> **TASK ITEM A**: From the forum excerpt on medical school applications, list every volunteering or clinical activity mentioned, each with its stated number of hours.
> **TASK ITEM B**: Please proceed with the forum excerpt on medical school applications, writing on from its last sentence.

> **EXTRACT PROVIDED**:
=== Begin Enclosure ===

Volunteering - 200 hours at a safe home (probably will get about 50-75 more before applying in the summer), 100 hours of mentoring urban youth, 50 hours at an animal shelter, other various volunteer work around my college with the service team I'm in ( about 150 hours to be conservative).
Clinical Experience - worked part-time as a patient transporter the past year (about 300 hours), 60 hours volunteering at a free clinic, 50 shadowing hours

White male, NC resident
I like what someone said in another thread. "Just because someone should be understanding of your experience, doesn't mean they will be. Whoever views your app is a person with his or her own individual experiences and biases, which may or may not work in your favor." I'm truly sorry for what happened to you. I had a traumatic experience involving abuse when I was 15 and 16 and every time I have spoken about it with anyone (I'm totally comfortable discussing it cuz it doesn't affect me at all anymore) the person I'm talking to has ended up being uncomfortable. So I think that's part of the worry - not so much how you will be affected by discussing it but how the adcoms will feel about discussing it. I would also worry that someone would think I was trying to get a pity vote - obviously that's not what you're doing but I would just worry about that and it kinda goes back to the quote.
 
  • Like
Reactions: 3 users
I am not sure that I agree with the two posts above me. I think, depending on how you present it, that this experience could allow you to connect with patients with similar experiences in a unique way that most doctor's would not be able to do. It seems like you have grown from this, and since your college years it has made you stronger. I would lean towards mentioning it, but focusing less on the abuse itself and more of how you have grown and how it will make you a better physician.

I also think it really depends on how the OP presents this in the personal statement. I personally know 2 people at my med school (Mayo) who discussed similar topics in their applications and got in. To quote the wise adcom LizzyM

This can be done badly or done well. I've seen the essay and it was done very well, IMHO.

=== End Enclosure ===

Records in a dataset
=== Begin Enclosure ===

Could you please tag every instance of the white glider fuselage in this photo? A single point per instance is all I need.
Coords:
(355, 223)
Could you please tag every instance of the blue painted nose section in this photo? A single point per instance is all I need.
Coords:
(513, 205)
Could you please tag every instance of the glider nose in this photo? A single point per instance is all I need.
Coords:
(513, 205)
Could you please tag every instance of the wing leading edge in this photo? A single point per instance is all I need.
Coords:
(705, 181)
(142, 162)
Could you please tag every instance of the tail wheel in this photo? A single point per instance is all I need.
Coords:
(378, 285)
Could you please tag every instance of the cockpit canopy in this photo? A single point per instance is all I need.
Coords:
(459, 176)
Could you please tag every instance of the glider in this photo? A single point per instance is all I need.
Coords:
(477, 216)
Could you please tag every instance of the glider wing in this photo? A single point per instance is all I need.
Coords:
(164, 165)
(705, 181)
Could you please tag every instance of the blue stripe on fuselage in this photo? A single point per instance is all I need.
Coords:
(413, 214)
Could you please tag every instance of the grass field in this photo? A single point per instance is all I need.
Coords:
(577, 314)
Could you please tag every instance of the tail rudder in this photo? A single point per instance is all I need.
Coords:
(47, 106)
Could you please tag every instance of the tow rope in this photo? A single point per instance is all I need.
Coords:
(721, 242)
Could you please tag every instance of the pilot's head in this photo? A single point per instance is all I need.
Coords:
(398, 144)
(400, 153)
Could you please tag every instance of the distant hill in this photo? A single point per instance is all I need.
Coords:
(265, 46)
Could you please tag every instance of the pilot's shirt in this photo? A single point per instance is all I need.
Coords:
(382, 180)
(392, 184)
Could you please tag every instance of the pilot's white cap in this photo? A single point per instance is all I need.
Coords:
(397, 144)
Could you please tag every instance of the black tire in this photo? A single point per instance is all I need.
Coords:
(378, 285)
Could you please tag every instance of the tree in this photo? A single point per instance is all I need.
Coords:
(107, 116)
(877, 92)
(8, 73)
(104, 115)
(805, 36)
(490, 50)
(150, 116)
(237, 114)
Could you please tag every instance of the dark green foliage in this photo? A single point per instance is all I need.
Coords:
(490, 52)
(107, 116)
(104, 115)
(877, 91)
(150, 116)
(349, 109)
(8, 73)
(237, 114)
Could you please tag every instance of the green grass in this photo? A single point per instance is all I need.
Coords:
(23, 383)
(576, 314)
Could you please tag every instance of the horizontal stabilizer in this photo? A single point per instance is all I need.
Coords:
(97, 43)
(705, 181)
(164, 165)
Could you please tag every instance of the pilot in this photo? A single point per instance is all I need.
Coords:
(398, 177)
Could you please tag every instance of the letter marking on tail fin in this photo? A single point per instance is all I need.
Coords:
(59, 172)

=== End Enclosure ===
=== Begin Enclosure ===

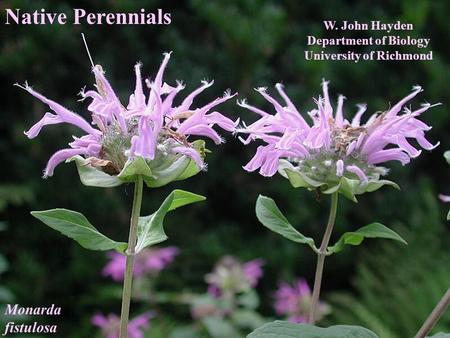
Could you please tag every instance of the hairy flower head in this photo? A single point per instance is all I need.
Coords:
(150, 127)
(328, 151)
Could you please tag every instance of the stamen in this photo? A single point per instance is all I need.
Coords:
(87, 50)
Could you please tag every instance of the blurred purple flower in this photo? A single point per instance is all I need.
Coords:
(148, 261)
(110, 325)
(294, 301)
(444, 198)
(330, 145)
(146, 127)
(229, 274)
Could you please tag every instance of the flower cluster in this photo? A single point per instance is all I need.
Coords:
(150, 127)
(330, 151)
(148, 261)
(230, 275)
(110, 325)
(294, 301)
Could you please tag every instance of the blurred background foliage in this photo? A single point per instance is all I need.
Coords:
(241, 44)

=== End Enclosure ===

> **TASK ANSWER A**:
- Volunteering at a safe home: 200 hours
- Mentoring urban youth: 100 hours
- Volunteering at an animal shelter: 50 hours
- Various volunteer work around college with a service team: about 150 hours
- Part-time work as a patient transporter: about 300 hours
- Volunteering at a free clinic: 60 hours
- Shadowing: 50 hours

> **TASK ANSWER B**:
I liked that the OP used the term assault without a modifier which put the emphasis on violence and not on sex.
 
I'd go oblique in a situation like this. "I was abused as a child for a good portion of my childhood. The person who did this faced the legal consequence but I was left with the scars. It was not until I reached adulthood that I learned to live with the damage that was done to me and I made peace with my scars."

This avoids sharing any information out your psychiatric diagnoses, and ends with the idea that you have bounced back and recovered from the damage done to you.

Of course, the only point of bringing up these scars would be to build on that idea of scars to talk about how you have interacted with patients who are scarred, physically or emotionally, and how you have the desire to help those who are suffering from their own scars. What people should walk away with after reading your essay is the idea that you've had experience seeing and/or helping people in need and you are motivated to make medicine your life's work. In other words, your own horrific experience should fade into the background and merely be the springboard that propelled you into the world of caring for others.
 
  • Like
Reactions: 1 users
Obviously this is so different, but I wrote about about my struggle with being diagnosed with a learning disability, how it affected me both academically and psychologically. Then I talked about how I grew from it and how it will make me a more passionate physician. As you can see, I got five interviews.